[Items from a data source]
┌──

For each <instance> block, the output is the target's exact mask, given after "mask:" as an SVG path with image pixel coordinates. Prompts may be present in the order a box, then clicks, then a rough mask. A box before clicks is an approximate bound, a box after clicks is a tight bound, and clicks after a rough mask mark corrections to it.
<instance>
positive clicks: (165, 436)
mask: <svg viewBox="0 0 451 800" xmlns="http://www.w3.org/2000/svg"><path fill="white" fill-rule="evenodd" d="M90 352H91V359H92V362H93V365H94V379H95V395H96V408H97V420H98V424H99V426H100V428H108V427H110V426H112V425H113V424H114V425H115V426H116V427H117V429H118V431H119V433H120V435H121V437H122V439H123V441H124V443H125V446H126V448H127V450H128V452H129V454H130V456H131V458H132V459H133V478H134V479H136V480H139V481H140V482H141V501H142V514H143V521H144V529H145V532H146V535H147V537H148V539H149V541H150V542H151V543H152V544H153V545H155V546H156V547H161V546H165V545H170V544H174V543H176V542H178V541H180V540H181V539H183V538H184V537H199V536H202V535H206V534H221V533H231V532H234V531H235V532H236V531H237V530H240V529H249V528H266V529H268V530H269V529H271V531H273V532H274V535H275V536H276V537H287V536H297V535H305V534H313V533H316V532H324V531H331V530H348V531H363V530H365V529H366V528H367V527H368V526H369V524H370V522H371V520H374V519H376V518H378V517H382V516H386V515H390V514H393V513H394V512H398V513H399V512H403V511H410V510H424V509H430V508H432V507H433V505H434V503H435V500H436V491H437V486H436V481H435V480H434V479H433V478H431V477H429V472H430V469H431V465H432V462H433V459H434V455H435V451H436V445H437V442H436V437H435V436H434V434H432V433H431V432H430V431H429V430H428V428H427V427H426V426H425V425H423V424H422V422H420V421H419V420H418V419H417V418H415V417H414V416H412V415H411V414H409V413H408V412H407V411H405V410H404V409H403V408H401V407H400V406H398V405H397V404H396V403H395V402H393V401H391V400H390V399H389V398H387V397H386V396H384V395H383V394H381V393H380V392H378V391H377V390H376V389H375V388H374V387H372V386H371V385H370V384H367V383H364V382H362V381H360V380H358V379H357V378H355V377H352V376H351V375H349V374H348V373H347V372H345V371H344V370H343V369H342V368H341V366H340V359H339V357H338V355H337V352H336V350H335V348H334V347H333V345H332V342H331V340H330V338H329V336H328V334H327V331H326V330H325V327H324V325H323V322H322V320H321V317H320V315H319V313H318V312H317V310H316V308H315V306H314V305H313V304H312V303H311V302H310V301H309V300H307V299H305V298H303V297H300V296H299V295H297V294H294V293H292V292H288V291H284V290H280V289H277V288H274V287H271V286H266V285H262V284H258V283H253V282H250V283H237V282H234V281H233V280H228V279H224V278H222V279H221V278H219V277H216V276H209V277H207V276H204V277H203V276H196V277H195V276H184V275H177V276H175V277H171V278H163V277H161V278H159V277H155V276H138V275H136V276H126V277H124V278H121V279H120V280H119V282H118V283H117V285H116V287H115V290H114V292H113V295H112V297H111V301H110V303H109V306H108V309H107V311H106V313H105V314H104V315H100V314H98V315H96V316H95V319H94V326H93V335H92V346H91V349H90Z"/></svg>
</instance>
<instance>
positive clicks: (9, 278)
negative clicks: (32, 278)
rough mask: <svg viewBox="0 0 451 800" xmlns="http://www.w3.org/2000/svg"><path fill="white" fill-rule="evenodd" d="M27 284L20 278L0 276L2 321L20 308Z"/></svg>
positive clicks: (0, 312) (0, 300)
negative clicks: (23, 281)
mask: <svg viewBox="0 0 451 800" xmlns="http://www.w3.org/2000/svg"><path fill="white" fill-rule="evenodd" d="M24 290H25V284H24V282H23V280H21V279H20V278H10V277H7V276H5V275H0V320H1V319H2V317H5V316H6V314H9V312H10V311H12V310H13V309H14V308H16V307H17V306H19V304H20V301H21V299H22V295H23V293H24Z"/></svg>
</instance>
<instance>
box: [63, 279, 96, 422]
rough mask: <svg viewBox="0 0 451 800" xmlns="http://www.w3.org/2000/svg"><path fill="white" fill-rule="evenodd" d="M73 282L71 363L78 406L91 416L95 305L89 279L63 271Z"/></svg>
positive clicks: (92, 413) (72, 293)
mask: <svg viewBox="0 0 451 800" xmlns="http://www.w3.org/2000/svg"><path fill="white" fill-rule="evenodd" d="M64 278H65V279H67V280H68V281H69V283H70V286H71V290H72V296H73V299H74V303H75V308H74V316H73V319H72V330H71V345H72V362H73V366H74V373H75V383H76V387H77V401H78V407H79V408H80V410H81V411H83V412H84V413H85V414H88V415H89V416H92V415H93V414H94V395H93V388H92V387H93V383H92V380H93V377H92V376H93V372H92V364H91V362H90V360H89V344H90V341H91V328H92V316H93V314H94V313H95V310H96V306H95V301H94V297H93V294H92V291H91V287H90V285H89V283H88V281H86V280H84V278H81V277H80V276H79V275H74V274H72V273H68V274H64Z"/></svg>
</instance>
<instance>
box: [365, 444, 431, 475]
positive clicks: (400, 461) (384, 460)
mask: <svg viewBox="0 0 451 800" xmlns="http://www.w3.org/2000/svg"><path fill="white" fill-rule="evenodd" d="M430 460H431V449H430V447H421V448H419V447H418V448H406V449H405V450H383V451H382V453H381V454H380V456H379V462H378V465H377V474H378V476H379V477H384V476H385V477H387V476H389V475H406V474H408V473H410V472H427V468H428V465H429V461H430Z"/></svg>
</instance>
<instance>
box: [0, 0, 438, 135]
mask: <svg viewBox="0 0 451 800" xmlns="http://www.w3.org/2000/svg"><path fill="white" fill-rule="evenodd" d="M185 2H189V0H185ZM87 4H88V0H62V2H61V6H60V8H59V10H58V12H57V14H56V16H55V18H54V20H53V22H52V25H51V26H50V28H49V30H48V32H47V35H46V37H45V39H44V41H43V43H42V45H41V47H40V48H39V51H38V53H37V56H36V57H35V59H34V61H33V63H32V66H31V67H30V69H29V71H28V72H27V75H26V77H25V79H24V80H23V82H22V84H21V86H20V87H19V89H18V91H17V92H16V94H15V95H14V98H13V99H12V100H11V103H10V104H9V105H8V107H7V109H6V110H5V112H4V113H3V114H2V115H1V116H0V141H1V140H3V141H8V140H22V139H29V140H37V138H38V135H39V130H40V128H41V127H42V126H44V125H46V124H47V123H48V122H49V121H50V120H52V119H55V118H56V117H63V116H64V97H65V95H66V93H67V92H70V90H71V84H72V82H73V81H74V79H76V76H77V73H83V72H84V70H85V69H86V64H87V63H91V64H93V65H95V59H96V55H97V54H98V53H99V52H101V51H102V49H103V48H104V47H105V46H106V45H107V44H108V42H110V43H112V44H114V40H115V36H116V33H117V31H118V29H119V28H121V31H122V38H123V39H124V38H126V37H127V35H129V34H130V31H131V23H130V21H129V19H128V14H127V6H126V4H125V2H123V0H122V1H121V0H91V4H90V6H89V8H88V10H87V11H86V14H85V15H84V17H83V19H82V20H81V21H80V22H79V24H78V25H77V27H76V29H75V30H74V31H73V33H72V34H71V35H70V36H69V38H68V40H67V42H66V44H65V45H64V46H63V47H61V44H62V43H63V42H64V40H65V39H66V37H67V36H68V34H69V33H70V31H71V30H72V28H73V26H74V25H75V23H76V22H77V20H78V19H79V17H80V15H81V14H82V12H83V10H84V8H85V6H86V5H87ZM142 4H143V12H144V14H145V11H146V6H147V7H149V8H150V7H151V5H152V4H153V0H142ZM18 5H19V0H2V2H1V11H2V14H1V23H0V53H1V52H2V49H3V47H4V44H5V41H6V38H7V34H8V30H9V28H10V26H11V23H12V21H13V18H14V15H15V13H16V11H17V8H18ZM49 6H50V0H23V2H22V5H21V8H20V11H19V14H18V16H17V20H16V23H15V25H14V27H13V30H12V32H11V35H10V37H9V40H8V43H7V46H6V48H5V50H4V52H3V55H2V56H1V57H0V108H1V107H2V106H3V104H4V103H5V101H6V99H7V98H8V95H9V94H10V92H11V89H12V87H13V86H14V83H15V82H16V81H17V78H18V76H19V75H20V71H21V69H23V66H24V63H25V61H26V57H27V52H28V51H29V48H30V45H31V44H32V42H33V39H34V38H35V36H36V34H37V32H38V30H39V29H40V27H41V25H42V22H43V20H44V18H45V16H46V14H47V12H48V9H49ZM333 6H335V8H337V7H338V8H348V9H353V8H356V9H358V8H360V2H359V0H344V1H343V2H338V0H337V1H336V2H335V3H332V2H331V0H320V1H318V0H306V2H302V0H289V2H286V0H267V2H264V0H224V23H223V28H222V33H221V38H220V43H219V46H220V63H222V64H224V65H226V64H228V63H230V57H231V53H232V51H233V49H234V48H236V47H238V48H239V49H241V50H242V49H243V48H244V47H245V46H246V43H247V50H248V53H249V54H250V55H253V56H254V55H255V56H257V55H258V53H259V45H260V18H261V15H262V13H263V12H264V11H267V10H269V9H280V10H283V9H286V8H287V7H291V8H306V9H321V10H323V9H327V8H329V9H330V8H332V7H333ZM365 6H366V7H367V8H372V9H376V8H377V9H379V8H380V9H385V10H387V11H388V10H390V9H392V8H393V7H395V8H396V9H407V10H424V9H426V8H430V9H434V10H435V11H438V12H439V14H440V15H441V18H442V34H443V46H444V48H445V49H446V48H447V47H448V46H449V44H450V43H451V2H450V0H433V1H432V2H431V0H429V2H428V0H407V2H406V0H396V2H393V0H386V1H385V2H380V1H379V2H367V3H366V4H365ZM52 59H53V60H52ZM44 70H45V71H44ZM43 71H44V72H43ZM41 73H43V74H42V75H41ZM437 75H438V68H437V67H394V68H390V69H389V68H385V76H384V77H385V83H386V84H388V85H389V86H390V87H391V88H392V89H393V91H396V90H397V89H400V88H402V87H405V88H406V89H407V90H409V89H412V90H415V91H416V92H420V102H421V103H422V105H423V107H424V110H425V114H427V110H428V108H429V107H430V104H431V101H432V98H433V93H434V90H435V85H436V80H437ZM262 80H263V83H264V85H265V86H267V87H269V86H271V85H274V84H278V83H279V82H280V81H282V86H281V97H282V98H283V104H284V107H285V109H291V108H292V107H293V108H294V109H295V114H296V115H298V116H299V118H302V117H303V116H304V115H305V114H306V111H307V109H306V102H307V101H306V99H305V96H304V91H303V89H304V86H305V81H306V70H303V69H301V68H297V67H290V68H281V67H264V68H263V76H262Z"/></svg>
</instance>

└──

■ What to do ■
Starting at the beginning of the records and ending at the line containing "positive clicks: (165, 436)", rewrite those lines with "exact" swapped for "precise" and everything else left the same.

■ Reply to the exercise ■
For each <instance> block, the output is the target's precise mask, given after "mask:" as an SVG path with image pixel coordinates. Prompts may be present in the order a box, then clicks, then a rough mask. A box before clicks is an approximate bound, a box after clicks is a tight bound, and clicks after a rough mask mark corrections to it.
<instance>
positive clicks: (165, 436)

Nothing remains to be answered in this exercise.